**SHORT TASK A:** According to the Open Citation Project report, what are the two tools the project made available?
**SHORT TASK B:** Pick out every line of the entries that contains the string "roof", copying each such line in full.

**TEXT:**
- - - -

The Open Citation Project

Final (Year 3) Report to JISC

Project Manager: Steve Hitchcock

Lead Institution: Southampton University

Duration of Award: 10/99-09/02

Period of Report: 10/01-12/02

Version history of this report

This version 1.1 Final draft

First year report

Second year report

1 Background to project

It has always been clear that there is not enough awareness of the importance of open access to published research papers — which means that all users can access the papers free of charge, at any time, anywhere — among the research and academic community. What is needed to increase the provision and use of open access are real tools and services to show that open access works, in forms that are transparently beneficial to authors of research papers. Central to this is the causal connection between research access and research impact: open access increases impact[1].

In the UK there are signs the next Research Assessment Exercise (RAE) will use citation analysis[2] in its search for a “less burdensome assessment method”[3] of measuring the impact of research. Open access would ensure that research is “assessable continuously online”[4] because the tools to build open access archives and enable authors to provide open access to their papers, and to measure impact by citation measures as well as usage measures, are already available as a result of the Open Citation (OpCit) Project (

These tools are GNU EPrints (also known as eprints.org) software for building open-access archives, and Citebase, a citation-ranked search engine for open archives. At the completion of OpCit these tools are available for others to use, and they will be applied in a number of projects in the JISC FAIR programme. They will also enhance two major initiatives that the project helped launch to raise awareness of open access, the Open Archives Initiative (OAI) and the Budapest Open Access Initiative.

2 Methodology

The principal partners in the Open Citation Project were Southampton University's IAM Group, the Digital Library Research Group at Cornell University, and arXiv, at the outset of the project based at Los Alamos and now hosted at Cornell.

The method used by the project at Southampton has been to build tools to measure and analyse citations from the 200,000+ papers stored by the arXiv physics archives, the largest eprint archive of its type. These data have been complemented, experimentally, with data on how the archives are used, e.g. which papers are viewed most. Collectively the citation and usage data are stored in Citebase, a citation database which provides a user interface for search and discovery, and a machine interface for analysis of this rich data source by other services.

With the emergence of OAI and the consequent emphasis on institutional archives, it was evident there would be a need for large numbers of local, institution-based archives smaller than arXiv, but which would need to operate on similar principles — low cost, largely automated deposit, offering indexing and dissemination of author-archived content. Software used to build CogPrints, a cognitive sciences archive modelled on arXiv, was rewritten to make it OAI-compliant, and then to make it generic. This became the basis of GNU EPrints, which was further developed within the remit of OpCit to generalise the author and management interfaces for open-access archives.

- - - -

**EXERCISE INPUT:**
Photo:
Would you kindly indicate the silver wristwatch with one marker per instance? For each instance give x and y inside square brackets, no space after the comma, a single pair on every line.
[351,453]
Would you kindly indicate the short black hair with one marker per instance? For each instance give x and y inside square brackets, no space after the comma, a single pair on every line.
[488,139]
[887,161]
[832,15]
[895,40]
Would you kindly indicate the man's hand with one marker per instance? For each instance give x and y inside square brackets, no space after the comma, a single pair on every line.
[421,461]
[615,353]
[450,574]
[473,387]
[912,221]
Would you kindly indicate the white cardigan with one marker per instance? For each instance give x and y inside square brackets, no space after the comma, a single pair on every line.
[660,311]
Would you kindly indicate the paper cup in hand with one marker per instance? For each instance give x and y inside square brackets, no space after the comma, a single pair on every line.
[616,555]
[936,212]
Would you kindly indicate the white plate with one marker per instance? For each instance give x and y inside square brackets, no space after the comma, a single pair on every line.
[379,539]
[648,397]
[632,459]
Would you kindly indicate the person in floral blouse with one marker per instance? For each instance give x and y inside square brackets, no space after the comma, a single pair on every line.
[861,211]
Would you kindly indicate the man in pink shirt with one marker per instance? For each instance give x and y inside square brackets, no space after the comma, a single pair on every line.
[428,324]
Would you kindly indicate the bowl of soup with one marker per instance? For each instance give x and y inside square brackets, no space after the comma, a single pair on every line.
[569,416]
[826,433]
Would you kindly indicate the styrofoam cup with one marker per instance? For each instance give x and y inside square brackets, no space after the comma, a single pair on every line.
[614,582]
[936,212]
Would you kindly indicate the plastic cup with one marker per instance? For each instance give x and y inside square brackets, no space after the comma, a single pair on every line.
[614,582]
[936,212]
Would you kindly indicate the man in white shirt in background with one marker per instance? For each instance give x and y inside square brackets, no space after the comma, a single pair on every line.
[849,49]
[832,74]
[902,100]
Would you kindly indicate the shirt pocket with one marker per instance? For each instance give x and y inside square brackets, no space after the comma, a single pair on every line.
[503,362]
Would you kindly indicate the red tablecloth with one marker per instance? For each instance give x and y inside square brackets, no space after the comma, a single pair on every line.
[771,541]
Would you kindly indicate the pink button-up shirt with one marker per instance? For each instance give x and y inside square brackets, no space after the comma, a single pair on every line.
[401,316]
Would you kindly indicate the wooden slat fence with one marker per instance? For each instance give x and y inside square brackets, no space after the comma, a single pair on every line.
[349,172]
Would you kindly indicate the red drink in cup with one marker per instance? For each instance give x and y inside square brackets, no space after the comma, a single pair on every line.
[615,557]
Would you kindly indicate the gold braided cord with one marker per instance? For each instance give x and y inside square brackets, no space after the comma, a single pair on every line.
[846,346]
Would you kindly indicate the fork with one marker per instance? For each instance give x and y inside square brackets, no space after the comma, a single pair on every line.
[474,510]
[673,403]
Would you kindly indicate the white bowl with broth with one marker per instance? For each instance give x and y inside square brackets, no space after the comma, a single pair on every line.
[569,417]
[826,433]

- - - -

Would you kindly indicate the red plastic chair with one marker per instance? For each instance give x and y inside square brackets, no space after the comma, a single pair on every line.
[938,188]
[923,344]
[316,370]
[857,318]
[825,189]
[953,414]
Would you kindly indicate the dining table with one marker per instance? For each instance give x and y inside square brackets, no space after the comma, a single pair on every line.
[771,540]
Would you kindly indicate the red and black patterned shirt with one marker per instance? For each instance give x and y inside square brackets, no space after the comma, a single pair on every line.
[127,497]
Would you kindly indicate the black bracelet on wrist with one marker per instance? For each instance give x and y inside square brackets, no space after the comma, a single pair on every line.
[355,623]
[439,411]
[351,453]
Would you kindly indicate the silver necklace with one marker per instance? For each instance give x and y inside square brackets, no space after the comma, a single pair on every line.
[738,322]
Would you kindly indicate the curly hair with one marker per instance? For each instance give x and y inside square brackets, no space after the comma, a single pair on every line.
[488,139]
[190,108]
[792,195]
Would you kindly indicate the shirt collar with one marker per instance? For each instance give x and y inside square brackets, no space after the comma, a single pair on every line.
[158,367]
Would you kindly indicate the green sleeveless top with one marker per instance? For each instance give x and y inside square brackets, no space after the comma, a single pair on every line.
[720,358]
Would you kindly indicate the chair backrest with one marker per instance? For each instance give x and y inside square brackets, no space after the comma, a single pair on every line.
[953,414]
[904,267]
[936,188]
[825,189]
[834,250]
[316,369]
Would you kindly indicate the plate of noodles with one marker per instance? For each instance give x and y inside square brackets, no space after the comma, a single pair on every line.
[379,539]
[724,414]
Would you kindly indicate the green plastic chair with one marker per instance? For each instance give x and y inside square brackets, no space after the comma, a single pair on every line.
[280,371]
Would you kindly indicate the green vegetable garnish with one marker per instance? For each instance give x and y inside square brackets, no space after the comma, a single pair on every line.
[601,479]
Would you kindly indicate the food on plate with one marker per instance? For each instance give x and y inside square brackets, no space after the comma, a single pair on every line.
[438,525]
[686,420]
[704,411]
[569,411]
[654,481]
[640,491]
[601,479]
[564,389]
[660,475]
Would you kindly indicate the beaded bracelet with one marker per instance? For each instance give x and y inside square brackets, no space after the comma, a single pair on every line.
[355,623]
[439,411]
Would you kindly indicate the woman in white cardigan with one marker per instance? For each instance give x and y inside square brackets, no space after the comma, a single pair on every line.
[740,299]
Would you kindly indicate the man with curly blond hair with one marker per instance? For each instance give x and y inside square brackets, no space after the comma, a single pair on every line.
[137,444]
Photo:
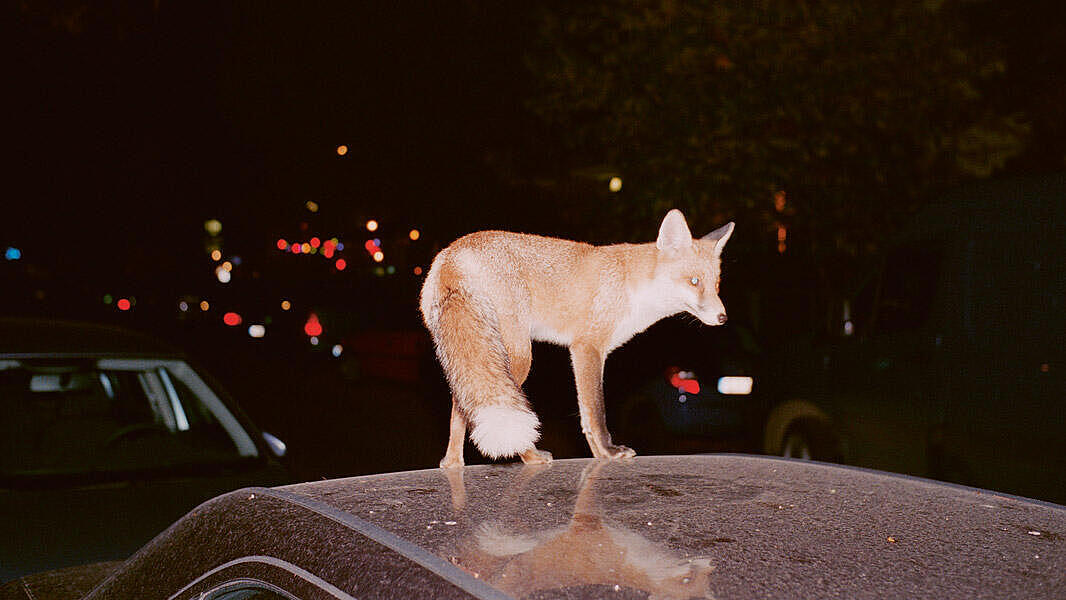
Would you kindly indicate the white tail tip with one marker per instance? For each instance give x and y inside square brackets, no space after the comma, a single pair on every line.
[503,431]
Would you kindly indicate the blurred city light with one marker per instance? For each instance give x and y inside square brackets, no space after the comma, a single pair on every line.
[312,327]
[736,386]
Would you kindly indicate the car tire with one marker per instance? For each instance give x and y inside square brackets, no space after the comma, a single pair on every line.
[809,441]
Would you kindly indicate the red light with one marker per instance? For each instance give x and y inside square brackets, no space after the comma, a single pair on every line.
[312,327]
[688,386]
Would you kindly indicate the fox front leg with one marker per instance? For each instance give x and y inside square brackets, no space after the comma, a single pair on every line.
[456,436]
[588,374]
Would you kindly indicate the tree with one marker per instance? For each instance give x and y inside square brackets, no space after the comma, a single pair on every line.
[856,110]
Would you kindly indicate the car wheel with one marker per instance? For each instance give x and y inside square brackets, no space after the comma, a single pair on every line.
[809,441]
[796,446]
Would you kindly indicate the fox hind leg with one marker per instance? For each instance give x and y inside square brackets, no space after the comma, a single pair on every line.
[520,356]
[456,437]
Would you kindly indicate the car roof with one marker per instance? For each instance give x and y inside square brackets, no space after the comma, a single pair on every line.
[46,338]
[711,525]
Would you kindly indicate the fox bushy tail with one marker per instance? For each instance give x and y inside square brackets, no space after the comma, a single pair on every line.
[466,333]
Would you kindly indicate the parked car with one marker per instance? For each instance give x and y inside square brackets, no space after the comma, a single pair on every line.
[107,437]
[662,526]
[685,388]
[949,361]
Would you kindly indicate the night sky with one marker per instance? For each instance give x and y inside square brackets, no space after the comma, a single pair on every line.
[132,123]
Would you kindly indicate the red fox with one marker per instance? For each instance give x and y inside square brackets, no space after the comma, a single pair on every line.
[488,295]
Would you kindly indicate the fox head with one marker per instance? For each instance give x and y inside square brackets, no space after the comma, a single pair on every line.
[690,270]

- - - -

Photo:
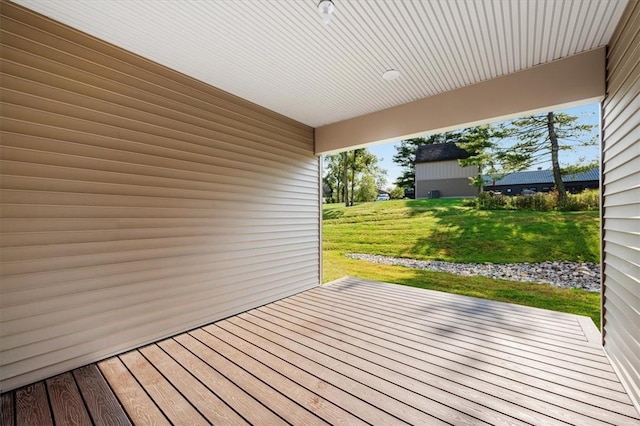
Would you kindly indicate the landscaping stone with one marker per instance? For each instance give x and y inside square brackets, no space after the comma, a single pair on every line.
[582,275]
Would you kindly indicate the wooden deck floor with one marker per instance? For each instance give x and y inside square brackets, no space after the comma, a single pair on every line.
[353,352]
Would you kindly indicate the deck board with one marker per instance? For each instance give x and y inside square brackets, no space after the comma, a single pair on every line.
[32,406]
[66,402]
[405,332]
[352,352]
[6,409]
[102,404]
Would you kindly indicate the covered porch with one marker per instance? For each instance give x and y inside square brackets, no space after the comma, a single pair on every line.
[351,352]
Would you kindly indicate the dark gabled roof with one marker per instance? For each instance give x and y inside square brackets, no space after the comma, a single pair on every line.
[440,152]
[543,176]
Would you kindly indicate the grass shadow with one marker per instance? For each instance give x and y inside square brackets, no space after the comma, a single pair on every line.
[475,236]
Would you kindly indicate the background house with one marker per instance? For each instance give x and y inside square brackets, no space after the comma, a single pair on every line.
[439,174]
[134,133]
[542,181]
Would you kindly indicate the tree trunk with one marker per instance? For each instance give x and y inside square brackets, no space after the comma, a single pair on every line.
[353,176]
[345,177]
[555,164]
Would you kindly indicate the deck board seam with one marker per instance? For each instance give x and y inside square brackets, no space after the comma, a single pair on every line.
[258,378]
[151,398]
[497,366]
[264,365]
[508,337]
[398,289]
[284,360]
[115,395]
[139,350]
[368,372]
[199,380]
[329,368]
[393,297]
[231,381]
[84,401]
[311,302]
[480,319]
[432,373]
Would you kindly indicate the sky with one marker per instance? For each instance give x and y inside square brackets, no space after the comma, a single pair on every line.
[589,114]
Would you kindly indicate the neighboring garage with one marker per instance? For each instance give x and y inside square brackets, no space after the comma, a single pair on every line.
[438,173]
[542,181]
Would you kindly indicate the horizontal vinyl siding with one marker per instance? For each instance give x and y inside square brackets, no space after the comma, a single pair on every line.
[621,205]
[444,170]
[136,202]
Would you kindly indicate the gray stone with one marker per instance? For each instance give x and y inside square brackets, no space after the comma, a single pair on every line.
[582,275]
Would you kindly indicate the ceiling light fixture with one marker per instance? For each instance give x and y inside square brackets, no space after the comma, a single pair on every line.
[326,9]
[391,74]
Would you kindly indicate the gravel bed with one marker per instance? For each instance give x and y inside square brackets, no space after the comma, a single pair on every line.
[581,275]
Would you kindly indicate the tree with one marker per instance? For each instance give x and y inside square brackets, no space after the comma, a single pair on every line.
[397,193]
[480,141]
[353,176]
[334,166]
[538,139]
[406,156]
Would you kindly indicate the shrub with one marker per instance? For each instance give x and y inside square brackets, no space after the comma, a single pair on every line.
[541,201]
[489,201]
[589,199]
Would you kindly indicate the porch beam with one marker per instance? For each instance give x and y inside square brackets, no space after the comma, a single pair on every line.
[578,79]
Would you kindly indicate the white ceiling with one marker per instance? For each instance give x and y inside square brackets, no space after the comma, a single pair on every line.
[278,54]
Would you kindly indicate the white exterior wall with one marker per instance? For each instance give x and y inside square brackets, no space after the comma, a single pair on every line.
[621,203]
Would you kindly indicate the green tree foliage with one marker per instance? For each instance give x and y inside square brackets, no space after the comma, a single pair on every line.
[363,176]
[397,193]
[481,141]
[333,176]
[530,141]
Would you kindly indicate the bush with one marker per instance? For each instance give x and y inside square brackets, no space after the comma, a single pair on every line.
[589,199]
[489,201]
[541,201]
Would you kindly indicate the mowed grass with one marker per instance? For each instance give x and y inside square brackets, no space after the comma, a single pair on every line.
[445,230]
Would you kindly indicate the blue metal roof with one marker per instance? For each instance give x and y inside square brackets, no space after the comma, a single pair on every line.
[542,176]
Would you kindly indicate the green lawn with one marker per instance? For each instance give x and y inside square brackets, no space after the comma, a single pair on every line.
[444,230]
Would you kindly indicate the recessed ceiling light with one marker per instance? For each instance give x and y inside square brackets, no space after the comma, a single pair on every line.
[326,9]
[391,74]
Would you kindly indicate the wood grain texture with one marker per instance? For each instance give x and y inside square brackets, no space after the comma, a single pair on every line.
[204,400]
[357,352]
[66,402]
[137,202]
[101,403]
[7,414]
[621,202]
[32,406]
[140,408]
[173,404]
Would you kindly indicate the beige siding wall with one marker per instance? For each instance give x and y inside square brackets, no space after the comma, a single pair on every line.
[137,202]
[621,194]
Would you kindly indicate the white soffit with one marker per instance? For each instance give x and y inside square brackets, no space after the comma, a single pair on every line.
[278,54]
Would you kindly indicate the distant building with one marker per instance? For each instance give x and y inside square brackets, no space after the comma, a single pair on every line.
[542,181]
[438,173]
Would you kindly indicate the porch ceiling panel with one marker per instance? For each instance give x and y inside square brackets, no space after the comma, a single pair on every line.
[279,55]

- - - -

**COMPLETE ANSWER A:** GNU EPrints (also known as eprints.org), software for building open-access archives, and Citebase, a citation-ranked search engine for open archives.

**COMPLETE ANSWER B:**
Would you kindly indicate the car roof with one marker per instance? For each instance give x and y inside square brackets, no space after the comma, a single pair on every line.
Would you kindly indicate the dark gabled roof with one marker per instance? For each instance give x and y inside square brackets, no space after the comma, a single pair on every line.
Would you kindly indicate the blue metal roof with one marker per instance? For each instance give x and y inside square brackets, no space after the comma, a single pair on every line.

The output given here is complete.